◆ Problem description: Throughout the material below, how many lines include the string "standing"? Reply with only the number.
[The records Boundary: Start]
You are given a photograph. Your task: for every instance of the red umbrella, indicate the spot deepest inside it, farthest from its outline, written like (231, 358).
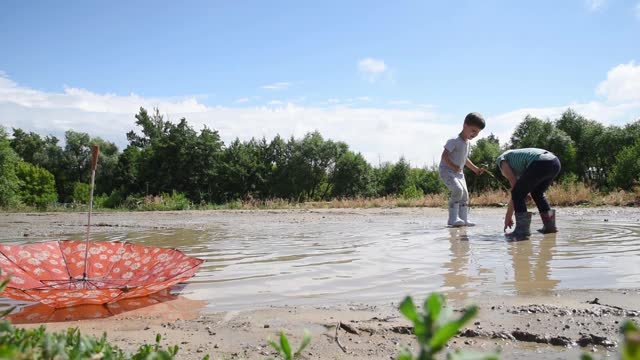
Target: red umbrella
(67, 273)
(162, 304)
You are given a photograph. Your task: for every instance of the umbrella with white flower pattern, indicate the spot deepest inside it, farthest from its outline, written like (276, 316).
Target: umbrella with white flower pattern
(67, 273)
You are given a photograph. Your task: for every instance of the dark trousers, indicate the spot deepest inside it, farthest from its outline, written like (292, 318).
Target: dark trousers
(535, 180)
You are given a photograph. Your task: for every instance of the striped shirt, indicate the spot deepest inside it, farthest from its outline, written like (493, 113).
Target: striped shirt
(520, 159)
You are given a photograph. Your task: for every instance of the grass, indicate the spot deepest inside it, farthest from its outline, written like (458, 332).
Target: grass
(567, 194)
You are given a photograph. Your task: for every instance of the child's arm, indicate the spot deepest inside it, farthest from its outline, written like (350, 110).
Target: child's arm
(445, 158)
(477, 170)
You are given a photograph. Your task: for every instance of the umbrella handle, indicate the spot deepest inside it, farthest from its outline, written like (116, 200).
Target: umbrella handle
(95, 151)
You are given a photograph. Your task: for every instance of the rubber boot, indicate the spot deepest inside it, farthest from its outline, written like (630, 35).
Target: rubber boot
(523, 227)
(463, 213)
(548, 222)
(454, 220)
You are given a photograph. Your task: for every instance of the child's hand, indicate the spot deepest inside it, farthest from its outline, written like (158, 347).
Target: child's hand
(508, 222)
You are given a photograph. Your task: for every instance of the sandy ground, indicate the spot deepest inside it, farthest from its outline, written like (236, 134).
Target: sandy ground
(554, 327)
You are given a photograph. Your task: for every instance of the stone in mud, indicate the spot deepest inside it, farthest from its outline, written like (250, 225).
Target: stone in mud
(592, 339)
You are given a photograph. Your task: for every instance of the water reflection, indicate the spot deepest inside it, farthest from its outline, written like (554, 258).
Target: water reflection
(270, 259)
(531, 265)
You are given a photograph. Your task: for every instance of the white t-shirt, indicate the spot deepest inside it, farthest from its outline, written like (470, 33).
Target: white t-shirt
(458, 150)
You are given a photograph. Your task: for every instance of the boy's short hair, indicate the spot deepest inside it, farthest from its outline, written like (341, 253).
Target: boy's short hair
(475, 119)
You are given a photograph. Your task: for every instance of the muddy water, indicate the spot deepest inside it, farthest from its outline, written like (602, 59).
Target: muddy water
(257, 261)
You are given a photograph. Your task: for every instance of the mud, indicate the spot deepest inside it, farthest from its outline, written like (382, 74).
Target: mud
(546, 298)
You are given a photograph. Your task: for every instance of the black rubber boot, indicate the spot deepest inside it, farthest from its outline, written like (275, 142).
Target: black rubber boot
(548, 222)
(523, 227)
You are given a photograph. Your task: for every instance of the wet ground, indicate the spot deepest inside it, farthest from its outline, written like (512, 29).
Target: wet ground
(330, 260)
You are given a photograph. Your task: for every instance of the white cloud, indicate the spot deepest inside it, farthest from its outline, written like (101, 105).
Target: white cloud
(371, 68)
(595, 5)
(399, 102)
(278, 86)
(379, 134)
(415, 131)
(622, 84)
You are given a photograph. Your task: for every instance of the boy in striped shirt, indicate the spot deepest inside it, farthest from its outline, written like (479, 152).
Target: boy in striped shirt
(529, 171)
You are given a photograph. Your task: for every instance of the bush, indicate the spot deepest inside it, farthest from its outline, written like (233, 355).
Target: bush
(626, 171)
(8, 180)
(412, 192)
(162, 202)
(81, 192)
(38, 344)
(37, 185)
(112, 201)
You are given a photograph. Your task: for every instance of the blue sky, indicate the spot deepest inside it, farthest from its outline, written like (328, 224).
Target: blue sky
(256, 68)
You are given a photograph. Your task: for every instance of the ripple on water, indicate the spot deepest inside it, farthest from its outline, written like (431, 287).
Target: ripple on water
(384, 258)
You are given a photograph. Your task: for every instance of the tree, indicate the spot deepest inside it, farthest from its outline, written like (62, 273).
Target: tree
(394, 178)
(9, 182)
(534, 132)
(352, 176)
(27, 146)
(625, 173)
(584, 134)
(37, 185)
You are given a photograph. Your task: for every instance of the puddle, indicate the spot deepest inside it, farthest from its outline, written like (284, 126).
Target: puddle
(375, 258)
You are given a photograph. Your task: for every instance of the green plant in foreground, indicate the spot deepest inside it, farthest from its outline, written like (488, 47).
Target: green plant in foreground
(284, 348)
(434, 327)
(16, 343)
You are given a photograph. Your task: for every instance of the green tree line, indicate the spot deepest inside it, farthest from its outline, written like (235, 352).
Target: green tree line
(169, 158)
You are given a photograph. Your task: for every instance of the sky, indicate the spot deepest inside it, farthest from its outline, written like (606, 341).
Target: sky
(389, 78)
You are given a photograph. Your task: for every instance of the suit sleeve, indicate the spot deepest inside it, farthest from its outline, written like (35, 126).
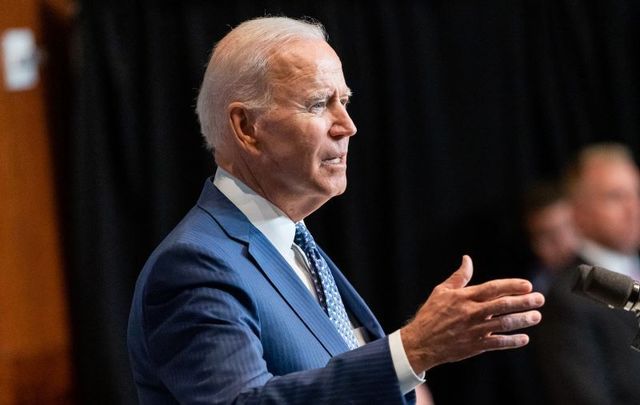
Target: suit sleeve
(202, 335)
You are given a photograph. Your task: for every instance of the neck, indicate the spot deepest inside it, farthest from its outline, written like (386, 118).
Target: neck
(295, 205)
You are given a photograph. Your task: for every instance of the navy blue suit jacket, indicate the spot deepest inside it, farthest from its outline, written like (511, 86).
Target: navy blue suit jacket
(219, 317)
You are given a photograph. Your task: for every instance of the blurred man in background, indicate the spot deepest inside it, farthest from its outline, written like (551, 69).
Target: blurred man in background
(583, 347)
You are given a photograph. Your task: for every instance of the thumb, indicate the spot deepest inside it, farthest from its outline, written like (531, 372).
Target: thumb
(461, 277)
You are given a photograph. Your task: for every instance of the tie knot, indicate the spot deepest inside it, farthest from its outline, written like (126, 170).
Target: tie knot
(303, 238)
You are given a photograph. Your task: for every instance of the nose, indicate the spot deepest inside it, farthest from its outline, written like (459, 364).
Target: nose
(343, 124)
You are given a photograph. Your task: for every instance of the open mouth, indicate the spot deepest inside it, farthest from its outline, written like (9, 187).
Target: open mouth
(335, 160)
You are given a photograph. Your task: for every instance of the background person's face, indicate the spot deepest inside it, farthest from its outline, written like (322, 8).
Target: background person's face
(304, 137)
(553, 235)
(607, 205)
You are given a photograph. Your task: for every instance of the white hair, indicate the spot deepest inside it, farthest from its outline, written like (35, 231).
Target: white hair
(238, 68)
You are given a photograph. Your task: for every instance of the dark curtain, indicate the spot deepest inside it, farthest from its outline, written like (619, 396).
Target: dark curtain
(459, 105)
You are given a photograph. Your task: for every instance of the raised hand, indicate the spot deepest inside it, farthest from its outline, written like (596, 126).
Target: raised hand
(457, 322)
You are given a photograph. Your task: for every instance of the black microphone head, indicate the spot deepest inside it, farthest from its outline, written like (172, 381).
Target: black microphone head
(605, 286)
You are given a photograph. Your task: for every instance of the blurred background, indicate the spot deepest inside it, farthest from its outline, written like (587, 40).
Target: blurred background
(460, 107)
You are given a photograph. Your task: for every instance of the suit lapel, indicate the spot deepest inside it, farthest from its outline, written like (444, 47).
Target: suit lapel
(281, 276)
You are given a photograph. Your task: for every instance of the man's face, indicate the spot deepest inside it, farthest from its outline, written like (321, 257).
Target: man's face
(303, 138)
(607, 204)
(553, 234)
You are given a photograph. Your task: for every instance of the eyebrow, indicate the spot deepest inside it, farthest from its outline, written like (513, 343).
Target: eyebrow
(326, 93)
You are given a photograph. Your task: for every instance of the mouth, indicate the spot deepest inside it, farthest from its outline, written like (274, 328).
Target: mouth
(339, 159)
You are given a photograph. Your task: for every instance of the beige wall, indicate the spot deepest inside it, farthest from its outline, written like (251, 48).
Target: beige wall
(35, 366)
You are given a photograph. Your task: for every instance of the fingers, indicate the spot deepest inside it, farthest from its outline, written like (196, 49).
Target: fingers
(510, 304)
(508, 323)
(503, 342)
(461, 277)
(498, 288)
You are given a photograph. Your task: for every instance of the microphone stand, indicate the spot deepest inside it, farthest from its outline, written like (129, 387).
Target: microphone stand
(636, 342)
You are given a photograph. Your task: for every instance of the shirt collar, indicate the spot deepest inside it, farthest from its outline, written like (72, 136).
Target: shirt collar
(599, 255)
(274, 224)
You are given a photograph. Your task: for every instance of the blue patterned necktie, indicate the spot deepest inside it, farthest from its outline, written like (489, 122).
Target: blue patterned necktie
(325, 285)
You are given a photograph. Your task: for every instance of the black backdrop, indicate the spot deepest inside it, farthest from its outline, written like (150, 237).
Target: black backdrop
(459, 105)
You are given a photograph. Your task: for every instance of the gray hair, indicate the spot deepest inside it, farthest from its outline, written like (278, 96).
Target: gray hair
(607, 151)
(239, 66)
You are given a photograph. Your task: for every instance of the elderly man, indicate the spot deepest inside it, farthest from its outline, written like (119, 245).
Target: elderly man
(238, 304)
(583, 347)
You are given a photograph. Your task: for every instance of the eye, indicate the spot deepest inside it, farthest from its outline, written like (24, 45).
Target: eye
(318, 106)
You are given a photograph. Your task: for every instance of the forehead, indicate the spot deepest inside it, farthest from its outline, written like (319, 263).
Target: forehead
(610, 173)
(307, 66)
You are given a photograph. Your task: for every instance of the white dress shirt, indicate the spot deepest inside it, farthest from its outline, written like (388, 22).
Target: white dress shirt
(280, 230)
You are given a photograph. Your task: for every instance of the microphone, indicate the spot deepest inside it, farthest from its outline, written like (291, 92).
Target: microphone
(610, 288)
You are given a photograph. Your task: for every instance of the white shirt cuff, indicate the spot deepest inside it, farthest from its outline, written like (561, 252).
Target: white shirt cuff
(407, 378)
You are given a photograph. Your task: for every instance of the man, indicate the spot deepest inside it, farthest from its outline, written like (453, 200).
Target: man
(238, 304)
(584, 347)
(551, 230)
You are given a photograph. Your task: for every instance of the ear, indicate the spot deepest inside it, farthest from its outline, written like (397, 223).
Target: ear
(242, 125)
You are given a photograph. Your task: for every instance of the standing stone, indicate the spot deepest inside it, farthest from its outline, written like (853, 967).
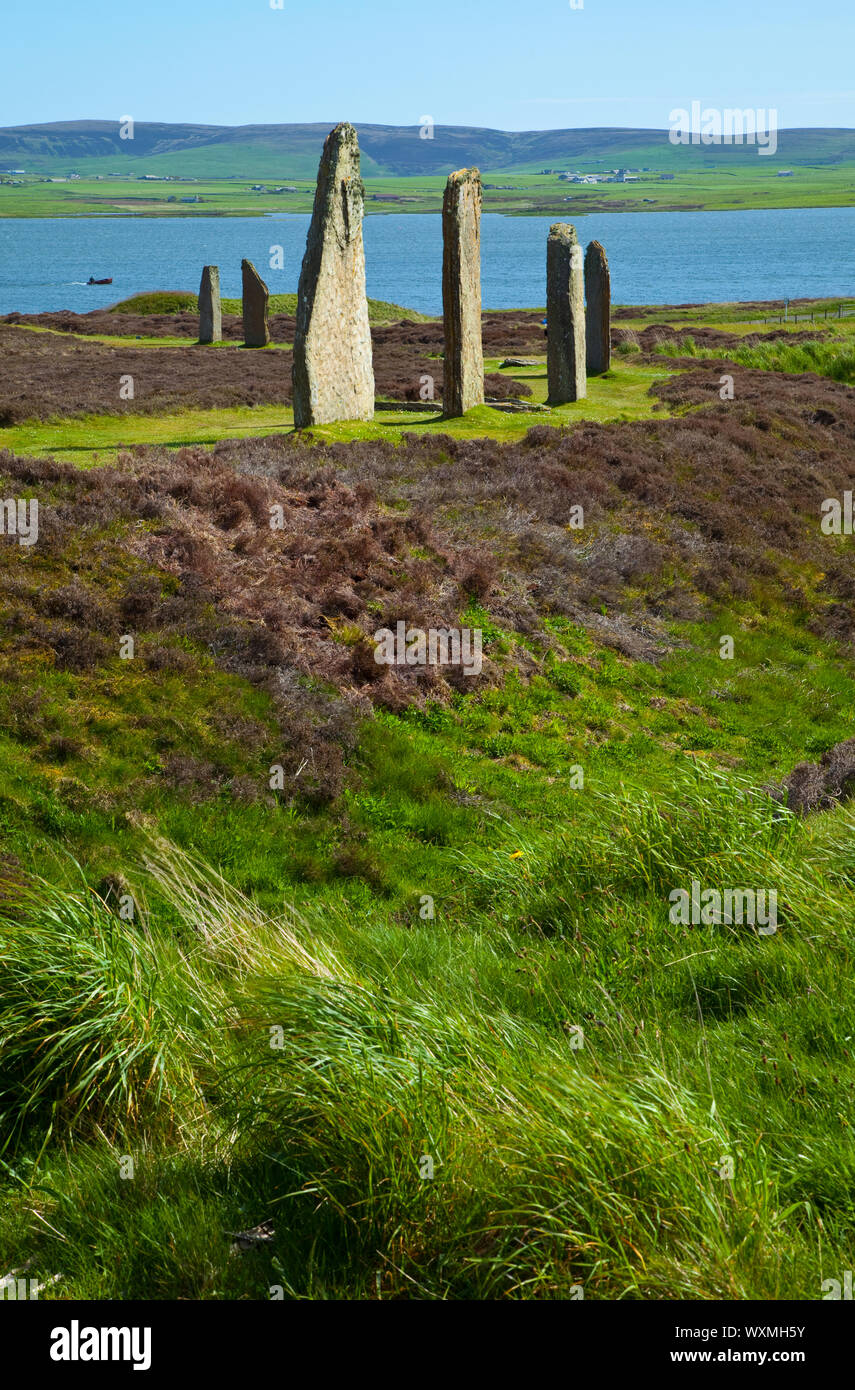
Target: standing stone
[The records Boundary: End]
◆ Response to this task: 2